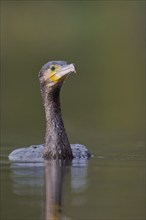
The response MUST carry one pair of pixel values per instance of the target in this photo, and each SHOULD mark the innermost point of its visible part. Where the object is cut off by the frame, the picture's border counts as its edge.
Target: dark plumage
(52, 76)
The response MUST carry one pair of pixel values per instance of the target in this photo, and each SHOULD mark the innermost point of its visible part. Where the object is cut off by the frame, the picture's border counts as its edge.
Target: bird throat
(57, 145)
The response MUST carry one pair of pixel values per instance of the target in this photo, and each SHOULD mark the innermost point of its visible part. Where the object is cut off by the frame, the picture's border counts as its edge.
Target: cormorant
(57, 146)
(52, 76)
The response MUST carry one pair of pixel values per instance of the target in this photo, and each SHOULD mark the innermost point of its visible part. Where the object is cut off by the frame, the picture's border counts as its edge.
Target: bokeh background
(103, 104)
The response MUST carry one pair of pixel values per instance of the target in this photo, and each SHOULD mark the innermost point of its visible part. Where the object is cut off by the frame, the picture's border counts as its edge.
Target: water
(103, 107)
(108, 186)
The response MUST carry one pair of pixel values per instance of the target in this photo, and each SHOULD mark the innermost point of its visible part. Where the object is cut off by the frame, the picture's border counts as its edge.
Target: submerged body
(57, 146)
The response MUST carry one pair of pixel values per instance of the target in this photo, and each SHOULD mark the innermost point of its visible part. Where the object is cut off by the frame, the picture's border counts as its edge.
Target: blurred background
(103, 104)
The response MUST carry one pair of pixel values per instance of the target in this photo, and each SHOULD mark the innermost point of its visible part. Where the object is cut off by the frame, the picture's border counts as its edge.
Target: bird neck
(56, 140)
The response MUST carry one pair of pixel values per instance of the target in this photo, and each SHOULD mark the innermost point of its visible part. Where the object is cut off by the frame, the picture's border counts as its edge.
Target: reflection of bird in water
(57, 146)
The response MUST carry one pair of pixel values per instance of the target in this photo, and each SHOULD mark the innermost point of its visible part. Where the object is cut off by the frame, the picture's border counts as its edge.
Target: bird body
(57, 146)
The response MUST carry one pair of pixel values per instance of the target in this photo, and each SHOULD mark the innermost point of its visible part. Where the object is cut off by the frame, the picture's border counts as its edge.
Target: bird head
(54, 73)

THE REQUEST: Please identify each line of the data above that contains the word "water" and copy those lines out in full.

EXERCISE RESPONSE:
Target: water
Target: reflection of bird in water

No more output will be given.